**TASK ITEM:**
Write out every record below exactly as it stands, leaving the pictures out.

**Stored data entries:**
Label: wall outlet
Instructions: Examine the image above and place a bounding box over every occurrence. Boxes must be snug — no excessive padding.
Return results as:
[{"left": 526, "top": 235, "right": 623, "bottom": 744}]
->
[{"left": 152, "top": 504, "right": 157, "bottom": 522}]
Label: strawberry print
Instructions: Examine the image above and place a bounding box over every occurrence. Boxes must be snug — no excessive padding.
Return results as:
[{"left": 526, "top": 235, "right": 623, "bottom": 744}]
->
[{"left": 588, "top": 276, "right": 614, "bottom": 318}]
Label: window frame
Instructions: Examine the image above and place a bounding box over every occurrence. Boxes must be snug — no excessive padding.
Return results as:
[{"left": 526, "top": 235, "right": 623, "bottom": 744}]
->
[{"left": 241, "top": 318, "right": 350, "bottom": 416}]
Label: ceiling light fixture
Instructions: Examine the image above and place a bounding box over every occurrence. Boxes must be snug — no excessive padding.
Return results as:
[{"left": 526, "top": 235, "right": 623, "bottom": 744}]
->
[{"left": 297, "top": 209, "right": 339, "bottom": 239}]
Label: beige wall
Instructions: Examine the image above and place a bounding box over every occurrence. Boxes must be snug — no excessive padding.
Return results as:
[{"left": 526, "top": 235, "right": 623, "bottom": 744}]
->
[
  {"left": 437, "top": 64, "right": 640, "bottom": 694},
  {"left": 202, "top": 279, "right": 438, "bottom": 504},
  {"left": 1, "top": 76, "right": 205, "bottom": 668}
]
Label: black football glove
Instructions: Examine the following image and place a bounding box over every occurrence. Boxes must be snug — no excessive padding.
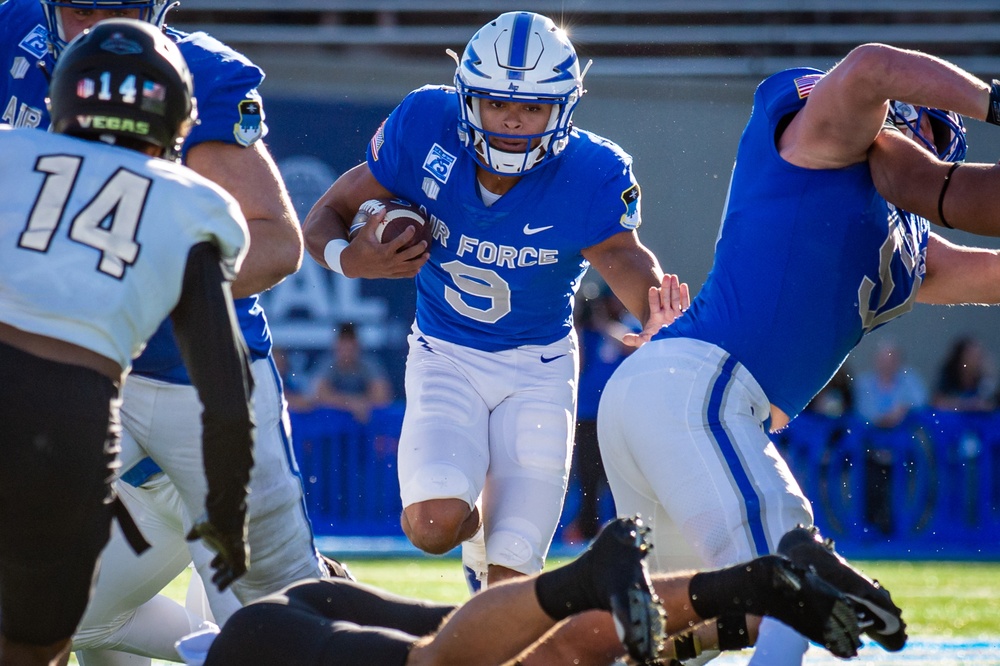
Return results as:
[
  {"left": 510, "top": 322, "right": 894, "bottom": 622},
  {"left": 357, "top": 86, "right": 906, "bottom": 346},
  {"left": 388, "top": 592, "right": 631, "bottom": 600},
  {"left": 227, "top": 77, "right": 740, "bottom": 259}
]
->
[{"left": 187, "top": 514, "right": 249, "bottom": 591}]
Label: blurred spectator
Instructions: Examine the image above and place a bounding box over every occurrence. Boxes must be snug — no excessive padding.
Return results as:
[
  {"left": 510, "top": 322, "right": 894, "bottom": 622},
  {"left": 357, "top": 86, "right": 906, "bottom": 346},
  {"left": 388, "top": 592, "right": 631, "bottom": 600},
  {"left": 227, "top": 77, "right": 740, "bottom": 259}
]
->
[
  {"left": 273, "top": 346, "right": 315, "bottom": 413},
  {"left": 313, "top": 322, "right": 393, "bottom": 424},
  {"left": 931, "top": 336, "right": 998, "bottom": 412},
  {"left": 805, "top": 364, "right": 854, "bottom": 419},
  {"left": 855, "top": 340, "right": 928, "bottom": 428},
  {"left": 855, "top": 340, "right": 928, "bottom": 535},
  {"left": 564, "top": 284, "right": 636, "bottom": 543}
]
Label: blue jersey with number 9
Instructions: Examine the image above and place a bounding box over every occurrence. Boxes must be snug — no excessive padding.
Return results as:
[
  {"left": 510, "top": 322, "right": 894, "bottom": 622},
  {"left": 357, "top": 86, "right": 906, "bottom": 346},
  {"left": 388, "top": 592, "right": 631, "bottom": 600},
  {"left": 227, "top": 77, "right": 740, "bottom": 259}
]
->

**TASK RESULT:**
Label: wall outlet
Instructions: Examine the image above and place a bounding box over every occurrence. Boxes must be snug — no excessive padding.
Return results as:
[{"left": 526, "top": 235, "right": 623, "bottom": 744}]
->
[{"left": 152, "top": 504, "right": 157, "bottom": 522}]
Label: strawberry print
Instructions: Examine the image above and place a bounding box over every occurrence. Boxes must be snug — no excessive padding.
Return results as:
[{"left": 526, "top": 235, "right": 623, "bottom": 744}]
->
[{"left": 588, "top": 276, "right": 614, "bottom": 318}]
Label: window frame
Instructions: Examine the image above and place a bounding box over every occurrence. Boxes must be snug — no excessive padding.
Return results as:
[{"left": 526, "top": 235, "right": 623, "bottom": 744}]
->
[{"left": 241, "top": 318, "right": 350, "bottom": 416}]
Label: ceiling light fixture
Instructions: Examine the image above and place a bounding box over every occurrence. Boxes must be snug — no excessive padding.
Return results as:
[{"left": 526, "top": 235, "right": 623, "bottom": 744}]
->
[{"left": 297, "top": 209, "right": 339, "bottom": 239}]
Label: beige wall
Instructions: Examine the image above and place a bounding box over every occurrence. Boxes must be snug — no excessive padding.
Return results as:
[{"left": 526, "top": 235, "right": 623, "bottom": 744}]
->
[
  {"left": 437, "top": 64, "right": 640, "bottom": 694},
  {"left": 202, "top": 279, "right": 438, "bottom": 504},
  {"left": 1, "top": 76, "right": 205, "bottom": 668}
]
Label: black football glove
Instructions: Examine the following image and place a bounding box over every occurrence. Boxes must be snug — no excessive padding.
Return results as:
[
  {"left": 510, "top": 322, "right": 894, "bottom": 622},
  {"left": 357, "top": 86, "right": 906, "bottom": 346},
  {"left": 388, "top": 592, "right": 631, "bottom": 600},
  {"left": 227, "top": 77, "right": 740, "bottom": 259}
]
->
[{"left": 187, "top": 514, "right": 249, "bottom": 591}]
Label: blurred spectator
Instructions: Examine the image above and place a bounding box over every occurrence. Boxes must be snug — no excessive padding.
Return results as:
[
  {"left": 510, "top": 322, "right": 894, "bottom": 622},
  {"left": 357, "top": 86, "right": 906, "bottom": 346},
  {"left": 388, "top": 592, "right": 631, "bottom": 600},
  {"left": 227, "top": 77, "right": 740, "bottom": 259}
]
->
[
  {"left": 273, "top": 346, "right": 315, "bottom": 413},
  {"left": 313, "top": 322, "right": 393, "bottom": 424},
  {"left": 931, "top": 336, "right": 998, "bottom": 412},
  {"left": 805, "top": 364, "right": 854, "bottom": 419},
  {"left": 855, "top": 340, "right": 928, "bottom": 428},
  {"left": 855, "top": 340, "right": 928, "bottom": 535},
  {"left": 564, "top": 284, "right": 636, "bottom": 543}
]
Label: blue jersey with number 9
Instructions: Examine the image above and place a bounding box over every occurrence. Boxes must be snug — no excessive padding.
Return results as:
[
  {"left": 510, "top": 322, "right": 894, "bottom": 622},
  {"left": 357, "top": 86, "right": 906, "bottom": 346},
  {"left": 388, "top": 592, "right": 631, "bottom": 600},
  {"left": 227, "top": 77, "right": 740, "bottom": 259}
]
->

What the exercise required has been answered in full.